Provided material: Begin
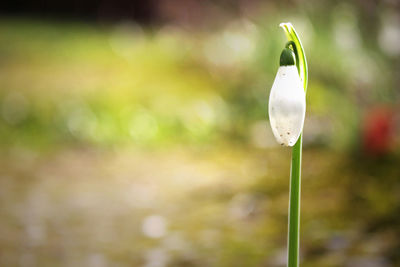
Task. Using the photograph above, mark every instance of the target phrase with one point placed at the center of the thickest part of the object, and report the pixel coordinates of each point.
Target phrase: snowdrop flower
(287, 101)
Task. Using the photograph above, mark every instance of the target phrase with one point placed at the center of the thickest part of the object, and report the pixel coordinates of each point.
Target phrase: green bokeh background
(126, 144)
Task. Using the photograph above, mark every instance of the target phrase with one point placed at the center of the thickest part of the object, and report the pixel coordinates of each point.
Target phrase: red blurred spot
(378, 131)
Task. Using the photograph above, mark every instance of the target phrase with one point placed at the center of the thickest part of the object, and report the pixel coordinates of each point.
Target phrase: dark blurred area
(135, 133)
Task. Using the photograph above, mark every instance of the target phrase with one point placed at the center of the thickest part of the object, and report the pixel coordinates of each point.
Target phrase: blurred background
(136, 133)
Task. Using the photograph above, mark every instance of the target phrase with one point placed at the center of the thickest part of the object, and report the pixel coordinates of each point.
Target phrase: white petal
(287, 106)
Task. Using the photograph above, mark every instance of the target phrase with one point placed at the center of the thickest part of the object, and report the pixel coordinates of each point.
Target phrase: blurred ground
(125, 144)
(223, 207)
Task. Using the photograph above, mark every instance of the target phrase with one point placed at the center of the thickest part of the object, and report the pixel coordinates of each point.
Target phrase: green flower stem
(295, 170)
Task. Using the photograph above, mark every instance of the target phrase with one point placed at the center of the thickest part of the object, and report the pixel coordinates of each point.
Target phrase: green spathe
(287, 58)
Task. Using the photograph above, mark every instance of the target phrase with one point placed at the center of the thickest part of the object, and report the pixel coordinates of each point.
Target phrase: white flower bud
(287, 106)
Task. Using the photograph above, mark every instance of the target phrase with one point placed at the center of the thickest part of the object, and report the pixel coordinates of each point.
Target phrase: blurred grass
(122, 84)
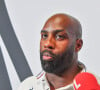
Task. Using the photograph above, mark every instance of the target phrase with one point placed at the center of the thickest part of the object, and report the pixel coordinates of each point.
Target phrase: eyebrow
(55, 31)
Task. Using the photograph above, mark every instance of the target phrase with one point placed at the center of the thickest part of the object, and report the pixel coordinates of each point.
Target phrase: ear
(79, 44)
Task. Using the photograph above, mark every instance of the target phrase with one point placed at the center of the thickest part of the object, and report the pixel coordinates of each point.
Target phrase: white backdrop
(28, 17)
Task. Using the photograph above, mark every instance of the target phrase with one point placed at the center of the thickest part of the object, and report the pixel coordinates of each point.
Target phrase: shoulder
(32, 82)
(96, 76)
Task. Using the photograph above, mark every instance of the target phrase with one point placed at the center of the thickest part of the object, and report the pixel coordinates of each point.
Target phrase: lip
(47, 56)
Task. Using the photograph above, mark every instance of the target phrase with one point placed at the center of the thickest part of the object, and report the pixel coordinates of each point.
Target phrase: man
(61, 40)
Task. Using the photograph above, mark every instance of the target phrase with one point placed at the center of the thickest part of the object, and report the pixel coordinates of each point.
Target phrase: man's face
(56, 48)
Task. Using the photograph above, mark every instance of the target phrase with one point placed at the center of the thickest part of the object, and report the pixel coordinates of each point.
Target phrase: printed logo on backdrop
(13, 64)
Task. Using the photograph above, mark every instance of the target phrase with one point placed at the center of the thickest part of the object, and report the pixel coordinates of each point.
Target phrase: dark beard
(60, 63)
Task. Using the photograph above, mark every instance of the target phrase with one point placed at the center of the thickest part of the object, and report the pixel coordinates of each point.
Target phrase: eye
(60, 37)
(44, 36)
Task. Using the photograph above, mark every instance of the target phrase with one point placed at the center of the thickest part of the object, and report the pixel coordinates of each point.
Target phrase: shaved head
(66, 21)
(60, 43)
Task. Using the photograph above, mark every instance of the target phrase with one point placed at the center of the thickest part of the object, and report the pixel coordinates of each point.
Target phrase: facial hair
(61, 62)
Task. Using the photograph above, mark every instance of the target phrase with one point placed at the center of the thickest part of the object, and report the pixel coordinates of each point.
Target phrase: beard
(59, 63)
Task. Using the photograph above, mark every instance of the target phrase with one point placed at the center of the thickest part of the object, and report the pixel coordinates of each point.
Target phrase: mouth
(47, 56)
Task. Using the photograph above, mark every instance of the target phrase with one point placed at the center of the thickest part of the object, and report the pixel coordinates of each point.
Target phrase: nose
(49, 43)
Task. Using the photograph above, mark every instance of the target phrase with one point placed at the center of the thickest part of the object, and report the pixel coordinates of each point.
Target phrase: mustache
(47, 51)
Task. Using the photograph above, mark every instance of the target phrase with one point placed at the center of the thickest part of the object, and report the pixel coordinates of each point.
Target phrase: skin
(52, 39)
Provided material: End
● Work to complete
The copy you write out must match the entries word for word, minus their pictures.

● Result of this exercise
Task. Using the photograph above, mark every instance of the target phrase with one point placed at the center of the thickest part of the object, and report the pixel coordinates of each point.
Target phrase: snowdrop flower
(287, 101)
Task. Using the photograph above, mark every instance of the target phrase with one point placed at the center of the thickest part of the object, and report the pixel coordinates of each point.
Target phrase: green bokeh background
(126, 144)
Task. Using the photograph above, mark every instance of the target phrase with one point placed at the center of the thickest part of the object, and report the pixel coordinates of each point.
Target phrase: red blurred spot
(378, 131)
Task. Using the photograph above, mark every instance of the target phrase with one point placed at the center of the thickest part of the object, and report the pixel coordinates of each point.
Target phrase: dark blurred area
(135, 133)
Task. Using the photograph above, mark every instance of the target phrase with one point placed at the center of the thickest part of the object, and report the pixel coordinates of each point.
Target phrase: blurred background
(136, 133)
Task. Using the photograph above, mark every instance of the target phrase with one point placed at the center of the thickest part of the object, and report the pixel coordinates of each point.
Target phrase: white petal
(287, 106)
Task. Using the photograph above, mark every instance of the target phrase with one point placed at the center of the thickest part of the object, and report the pixel coordinates of each point.
Target phrase: blurred ground
(125, 144)
(223, 207)
Task. Using the photograph above, mark every instance of the target phrase with one point placed at the center of the thickest part of the object, and report the pixel coordinates of each point.
Target phrase: green flower stem
(295, 170)
Task. Using the photograph above, mark every instance of the target phrase with one point placed at the center of the thickest part of the object, and report the pixel coordinates of each point.
Target phrase: green spathe
(287, 58)
Task. Using the photograph above, mark every instance of the target phrase with one point placed at the center of the thickest part of the object, and report the pixel coordinates of each point.
Target phrase: white flower bud
(287, 106)
Task. Using the photograph above, mark every instance of the target phrase with one point placed at the center of the thickest part of the object, and report the pixel coordinates of each point.
Target phrase: blurred grass
(122, 84)
Task. Using the photograph above, mark every instance of the target phrase with one point placed at the center of the thickest part of the object, and report the pixel coordinates of each point.
Target phrase: eyebrow
(55, 31)
Task. Using the photograph above, mark every instance of the target phrase with one point placed at the center of the thickest part of the object, and report the pixel coordinates of each point.
Target phrase: ear
(79, 44)
Task. Using the photograph above, mark every instance of the target phrase with one point placed at the center of the thickest part of the object, and report the pixel coordinates of each point.
Target phrase: white backdrop
(28, 17)
Task. Using the photograph above, mark every instance of the target phrase with one point placed at the center of the thickest part of the object, and report the pixel coordinates of each point.
Target phrase: shoulder
(32, 82)
(96, 76)
Task. Using the photograph above, mark every instance of the target phrase with one point placed at the center of the thickest part of the object, and report the pixel coordinates of each point.
Target phrase: lip
(47, 56)
Task. Using the photograph above, mark every instance of the target phrase with one point placed at the center of the thickest part of the object, and report the pixel coordinates of each point.
Target phrase: man
(61, 40)
Task. Using the photograph above, mark every instance of the target phrase with one point placed at the center of the thickest part of the object, and report the pixel coordinates of each point.
Target phrase: man's face
(56, 48)
Task. Using the photograph above, mark every instance of the target phrase with one point placed at the center of the thickest part of the object, and report the pixel coordinates of each point.
Target phrase: printed logo on backdrop
(13, 64)
Task. Using the photograph above, mark every instance of the target phrase with one point placed at the center of the thickest part of the object, and report the pixel coordinates of each point.
Target phrase: dark beard
(60, 63)
Task. Using the photograph above, mark every instance of the target phrase with one point placed at the center of the thickest part of the object, and report the pixel coordinates of each point.
Target phrase: eye
(60, 37)
(44, 36)
Task. Using the photograph above, mark every instance of the target phrase with one point placed at the center of the thickest part of the object, and report the pixel coordinates of each point.
Target phrase: shaved head
(66, 21)
(60, 43)
Task. Using the photograph above, mark every instance of the target phrase with one point placed at the center of the thickest part of the object, and report the pixel coordinates of each point.
Target phrase: facial hair
(61, 62)
Task. Using the photograph above, mark every instance of the target phrase with one point placed at the center of the thickest part of the object, and report the pixel coordinates of each point.
Target phrase: beard
(59, 63)
Task. Using the photograph above, mark every instance of the target phrase with one point placed at the center of the thickest part of the object, and report the pixel coordinates of each point.
Target phrase: mouth
(47, 56)
Task. Using the photograph above, mark every instance of the target phrase with one point placed at the center of the thickest part of the object, and report the pixel coordinates of each point.
Target phrase: nose
(49, 43)
Task. Using the photograph above, mark every instance of the target phrase with one point placed at the center of the thickest part of the object, and report the pixel coordinates of each point.
Target phrase: mustache
(47, 51)
Task. Using the photograph above, mark every instance of the target phrase with one point placed at the center of the thickest part of the object, and report the pixel coordinates of each point.
Target phrase: skin
(52, 39)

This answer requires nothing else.